_Required action:_ Each entry should appear in the answer exactly as written.

_ _ _ _ _

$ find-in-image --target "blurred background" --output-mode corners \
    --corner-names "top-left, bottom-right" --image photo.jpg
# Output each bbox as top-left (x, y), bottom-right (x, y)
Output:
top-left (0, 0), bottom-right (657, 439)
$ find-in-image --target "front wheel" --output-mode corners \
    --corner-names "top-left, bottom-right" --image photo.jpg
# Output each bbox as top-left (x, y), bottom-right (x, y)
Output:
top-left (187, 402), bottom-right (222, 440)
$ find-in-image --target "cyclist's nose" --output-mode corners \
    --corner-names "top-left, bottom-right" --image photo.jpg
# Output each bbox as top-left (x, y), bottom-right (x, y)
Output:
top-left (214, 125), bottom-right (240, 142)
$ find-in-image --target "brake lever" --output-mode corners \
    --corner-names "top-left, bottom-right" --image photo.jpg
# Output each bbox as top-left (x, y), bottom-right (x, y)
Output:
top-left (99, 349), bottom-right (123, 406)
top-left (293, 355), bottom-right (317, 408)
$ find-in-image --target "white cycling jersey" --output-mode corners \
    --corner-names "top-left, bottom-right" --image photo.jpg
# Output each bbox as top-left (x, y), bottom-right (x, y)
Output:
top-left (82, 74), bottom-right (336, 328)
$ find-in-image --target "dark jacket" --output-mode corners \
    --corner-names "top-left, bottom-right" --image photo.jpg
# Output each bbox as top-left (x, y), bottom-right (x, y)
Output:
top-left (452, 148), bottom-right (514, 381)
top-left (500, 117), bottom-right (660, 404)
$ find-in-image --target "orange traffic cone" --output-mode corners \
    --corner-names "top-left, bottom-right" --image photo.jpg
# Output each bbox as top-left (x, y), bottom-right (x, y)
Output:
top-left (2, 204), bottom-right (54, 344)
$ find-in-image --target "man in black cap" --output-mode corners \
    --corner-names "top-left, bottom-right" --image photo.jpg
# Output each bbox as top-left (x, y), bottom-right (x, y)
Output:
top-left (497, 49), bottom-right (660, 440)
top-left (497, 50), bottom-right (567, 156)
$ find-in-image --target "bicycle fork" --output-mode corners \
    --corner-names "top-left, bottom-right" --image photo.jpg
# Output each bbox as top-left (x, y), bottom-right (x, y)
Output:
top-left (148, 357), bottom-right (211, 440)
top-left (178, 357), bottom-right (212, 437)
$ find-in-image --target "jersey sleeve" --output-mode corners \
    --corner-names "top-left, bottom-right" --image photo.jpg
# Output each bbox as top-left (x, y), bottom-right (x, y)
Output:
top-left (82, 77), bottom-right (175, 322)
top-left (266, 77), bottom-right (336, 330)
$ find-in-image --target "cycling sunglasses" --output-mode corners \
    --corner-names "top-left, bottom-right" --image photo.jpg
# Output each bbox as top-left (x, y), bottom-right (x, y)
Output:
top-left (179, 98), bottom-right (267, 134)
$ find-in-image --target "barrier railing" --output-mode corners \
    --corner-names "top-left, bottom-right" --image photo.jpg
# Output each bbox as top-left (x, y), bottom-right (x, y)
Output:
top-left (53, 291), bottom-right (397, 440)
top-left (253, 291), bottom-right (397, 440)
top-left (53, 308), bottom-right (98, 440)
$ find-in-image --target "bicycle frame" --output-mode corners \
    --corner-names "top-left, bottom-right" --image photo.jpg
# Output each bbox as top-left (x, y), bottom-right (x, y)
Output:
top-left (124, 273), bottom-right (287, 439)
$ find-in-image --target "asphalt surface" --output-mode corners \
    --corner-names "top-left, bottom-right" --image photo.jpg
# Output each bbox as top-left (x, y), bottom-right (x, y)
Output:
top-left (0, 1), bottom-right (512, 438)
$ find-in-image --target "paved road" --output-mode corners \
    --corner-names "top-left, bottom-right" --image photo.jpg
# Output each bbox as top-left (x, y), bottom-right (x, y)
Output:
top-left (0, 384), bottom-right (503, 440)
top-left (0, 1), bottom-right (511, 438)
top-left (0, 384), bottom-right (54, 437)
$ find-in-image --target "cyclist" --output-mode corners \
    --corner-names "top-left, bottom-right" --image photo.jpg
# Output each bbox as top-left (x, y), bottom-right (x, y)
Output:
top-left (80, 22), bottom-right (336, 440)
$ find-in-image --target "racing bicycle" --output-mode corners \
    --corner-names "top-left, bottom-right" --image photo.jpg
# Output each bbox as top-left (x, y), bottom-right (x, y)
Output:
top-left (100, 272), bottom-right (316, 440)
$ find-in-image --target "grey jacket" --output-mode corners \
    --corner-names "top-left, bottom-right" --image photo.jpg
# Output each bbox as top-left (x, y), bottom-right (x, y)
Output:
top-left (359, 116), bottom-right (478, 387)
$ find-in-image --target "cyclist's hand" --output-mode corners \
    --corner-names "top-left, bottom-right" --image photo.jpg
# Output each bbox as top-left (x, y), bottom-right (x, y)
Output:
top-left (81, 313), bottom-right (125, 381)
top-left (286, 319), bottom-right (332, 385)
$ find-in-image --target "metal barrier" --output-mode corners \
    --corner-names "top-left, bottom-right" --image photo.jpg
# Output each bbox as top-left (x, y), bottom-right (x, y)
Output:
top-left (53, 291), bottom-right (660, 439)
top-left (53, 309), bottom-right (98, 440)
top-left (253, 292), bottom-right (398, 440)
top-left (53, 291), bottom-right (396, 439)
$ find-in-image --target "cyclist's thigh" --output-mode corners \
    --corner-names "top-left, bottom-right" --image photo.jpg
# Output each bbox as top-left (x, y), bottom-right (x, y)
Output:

_ _ _ _ _

_Written response:_
$ find-in-image --target "blurred background" --output-mode corners \
    --corner-names "top-left, bottom-right" --image photo.jpg
# Output each bbox as top-left (x, y), bottom-right (x, y)
Output:
top-left (0, 0), bottom-right (657, 439)
$ find-in-image --target "front wheel" --output-mode corners \
    --corner-names "top-left, bottom-right" --image photo.jpg
# Output each bbox as top-left (x, y), bottom-right (x, y)
Output:
top-left (187, 402), bottom-right (222, 440)
$ find-in-image --target "cyclist's nose" --output-mode corners \
    --corner-names "top-left, bottom-right" --image photo.jpg
# Output each bbox as top-left (x, y), bottom-right (x, y)
Output:
top-left (214, 125), bottom-right (240, 142)
$ find-in-image --target "brake lever" --output-mode corners \
    --corner-names "top-left, bottom-right" --image photo.jpg
# Output each bbox as top-left (x, y), bottom-right (x, y)
Output:
top-left (99, 349), bottom-right (123, 406)
top-left (293, 355), bottom-right (317, 408)
$ find-in-image --target "white cycling jersey" --output-mode corners \
    --corner-names "top-left, bottom-right" --image photo.jpg
# Output each bbox as top-left (x, y), bottom-right (x, y)
Output:
top-left (82, 74), bottom-right (336, 328)
$ find-in-image --target "dark jacket" --output-mode corners \
    --corner-names "top-left, bottom-right" --image photo.jpg
# Output each bbox as top-left (x, y), bottom-right (x, y)
Output:
top-left (452, 148), bottom-right (514, 381)
top-left (500, 117), bottom-right (660, 404)
$ find-in-image --target "orange traffic cone" --output-mode corners \
    --corner-names "top-left, bottom-right" --image photo.jpg
# Output each bbox as top-left (x, y), bottom-right (x, y)
Output:
top-left (2, 204), bottom-right (54, 344)
$ find-in-image --target "man in black cap" --output-mode corners \
    --corner-names "top-left, bottom-right" --image photo.jpg
# Output each bbox as top-left (x, y), bottom-right (x, y)
Output:
top-left (497, 49), bottom-right (660, 440)
top-left (497, 50), bottom-right (567, 156)
$ find-in-image --target "bicycle fork" --output-mode corners \
    --corner-names "top-left, bottom-right" --image photo.jpg
# Output each bbox as top-left (x, y), bottom-right (x, y)
Output:
top-left (148, 357), bottom-right (211, 440)
top-left (178, 357), bottom-right (212, 437)
$ find-in-image --target "jersey sleeve" --output-mode corners \
    --corner-names "top-left, bottom-right" --image photo.jpg
# Output each bbox as top-left (x, y), bottom-right (x, y)
Output:
top-left (82, 77), bottom-right (175, 322)
top-left (266, 77), bottom-right (336, 330)
$ find-in-image --target "cycling sunglasses" --output-mode corners \
    --corner-names "top-left, bottom-right" --image photo.jpg
# Output each bbox as top-left (x, y), bottom-right (x, y)
Output:
top-left (179, 98), bottom-right (267, 134)
$ find-in-image --target "barrier railing" --output-mode corners \
    --corner-names "top-left, bottom-right" --image photo.jpg
# Output each bbox as top-left (x, y), bottom-right (x, y)
Output:
top-left (53, 291), bottom-right (397, 440)
top-left (253, 291), bottom-right (397, 440)
top-left (53, 308), bottom-right (98, 440)
$ find-in-image --target "bicycle frame" --output-mode corners \
    --corner-names "top-left, bottom-right" --image photo.jpg
# Output each bbox as top-left (x, y), bottom-right (x, y)
Output:
top-left (124, 273), bottom-right (287, 439)
$ find-in-image --target "asphalt surface" --output-mode corners \
    --corner-names "top-left, bottom-right" --image photo.jpg
# Output each bbox as top-left (x, y), bottom-right (x, y)
Output:
top-left (0, 1), bottom-right (512, 438)
$ find-in-image --target "paved road" --output-mode corners \
    --corner-names "top-left, bottom-right" --image photo.jpg
# Output each bbox as top-left (x, y), bottom-right (x, y)
Output:
top-left (0, 384), bottom-right (503, 440)
top-left (0, 1), bottom-right (511, 438)
top-left (0, 384), bottom-right (54, 437)
$ find-in-image --target "cyclist" --output-mode corners \
    --corner-names "top-left, bottom-right" --image photo.jpg
# Output each bbox as top-left (x, y), bottom-right (x, y)
Output:
top-left (80, 22), bottom-right (336, 440)
$ find-in-image --target "racing bicycle" --output-mode corners \
    --corner-names "top-left, bottom-right" --image photo.jpg
# Output each bbox as top-left (x, y), bottom-right (x, y)
Output:
top-left (100, 272), bottom-right (316, 440)
$ find-in-image --target "grey jacket" --output-mode corners \
    --corner-names "top-left, bottom-right" --image photo.jpg
# Output each bbox as top-left (x, y), bottom-right (x, y)
Output:
top-left (359, 116), bottom-right (478, 387)
$ find-in-image --target "cyclist's hand" --output-mode corners \
    --corner-names "top-left, bottom-right" --image photo.jpg
# Output each bbox as top-left (x, y), bottom-right (x, y)
Output:
top-left (81, 313), bottom-right (125, 381)
top-left (286, 319), bottom-right (332, 385)
$ find-in-image --target "metal barrier" --output-mode corners \
    --corner-names "top-left, bottom-right" --image photo.jpg
# Output each bbox as top-left (x, y), bottom-right (x, y)
Output:
top-left (53, 291), bottom-right (660, 439)
top-left (53, 309), bottom-right (98, 440)
top-left (253, 292), bottom-right (398, 440)
top-left (53, 291), bottom-right (396, 439)
$ find-in-image --target "cyclist's thigh" --output-mode corners \
    --corner-names "top-left, bottom-right" --image photo.jpg
# Output each bbox as top-left (x, y), bottom-right (x, y)
Output:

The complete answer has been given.